■ Description of the task
Can you collect every line in the rows below that contains the word "window" and copy each one unchanged?

── Material to process ──

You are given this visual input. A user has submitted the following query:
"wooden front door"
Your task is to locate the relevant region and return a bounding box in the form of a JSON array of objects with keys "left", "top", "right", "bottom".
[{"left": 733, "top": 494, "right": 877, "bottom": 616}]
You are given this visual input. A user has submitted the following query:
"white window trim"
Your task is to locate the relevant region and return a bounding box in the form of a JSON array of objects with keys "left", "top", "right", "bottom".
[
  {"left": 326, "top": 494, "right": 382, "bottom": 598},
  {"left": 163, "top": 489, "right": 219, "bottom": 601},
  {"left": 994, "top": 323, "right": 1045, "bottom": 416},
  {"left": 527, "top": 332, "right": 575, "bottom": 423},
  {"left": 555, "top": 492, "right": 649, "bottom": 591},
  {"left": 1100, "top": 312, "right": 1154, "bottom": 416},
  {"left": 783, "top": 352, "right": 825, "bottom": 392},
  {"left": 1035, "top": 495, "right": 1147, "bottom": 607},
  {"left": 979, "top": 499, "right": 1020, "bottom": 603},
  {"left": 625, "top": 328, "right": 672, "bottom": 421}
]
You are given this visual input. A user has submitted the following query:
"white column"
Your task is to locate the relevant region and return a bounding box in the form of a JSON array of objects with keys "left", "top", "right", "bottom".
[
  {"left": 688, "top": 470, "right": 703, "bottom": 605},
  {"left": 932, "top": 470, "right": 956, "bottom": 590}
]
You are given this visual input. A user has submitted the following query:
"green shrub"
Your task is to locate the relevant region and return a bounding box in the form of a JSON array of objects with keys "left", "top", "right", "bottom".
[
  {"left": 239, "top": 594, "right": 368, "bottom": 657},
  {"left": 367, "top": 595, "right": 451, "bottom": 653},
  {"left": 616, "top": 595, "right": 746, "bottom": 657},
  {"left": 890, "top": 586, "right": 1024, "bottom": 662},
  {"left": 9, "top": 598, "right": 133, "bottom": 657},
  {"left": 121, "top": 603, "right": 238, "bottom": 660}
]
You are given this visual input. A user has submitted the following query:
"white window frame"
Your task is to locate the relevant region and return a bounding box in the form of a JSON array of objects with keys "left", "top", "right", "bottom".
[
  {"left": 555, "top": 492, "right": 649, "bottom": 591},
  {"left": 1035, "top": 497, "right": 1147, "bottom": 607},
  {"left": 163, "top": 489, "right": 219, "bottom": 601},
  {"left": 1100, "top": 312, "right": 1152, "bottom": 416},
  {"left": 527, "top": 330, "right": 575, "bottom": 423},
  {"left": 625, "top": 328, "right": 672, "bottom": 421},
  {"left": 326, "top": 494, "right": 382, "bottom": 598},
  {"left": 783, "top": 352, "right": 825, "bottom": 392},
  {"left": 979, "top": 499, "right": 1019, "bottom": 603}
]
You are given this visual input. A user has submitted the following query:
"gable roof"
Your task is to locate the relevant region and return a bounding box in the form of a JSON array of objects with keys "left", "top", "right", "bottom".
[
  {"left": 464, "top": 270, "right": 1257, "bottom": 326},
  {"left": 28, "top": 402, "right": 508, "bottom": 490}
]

───

■ Result below
"white window trim"
"white window frame"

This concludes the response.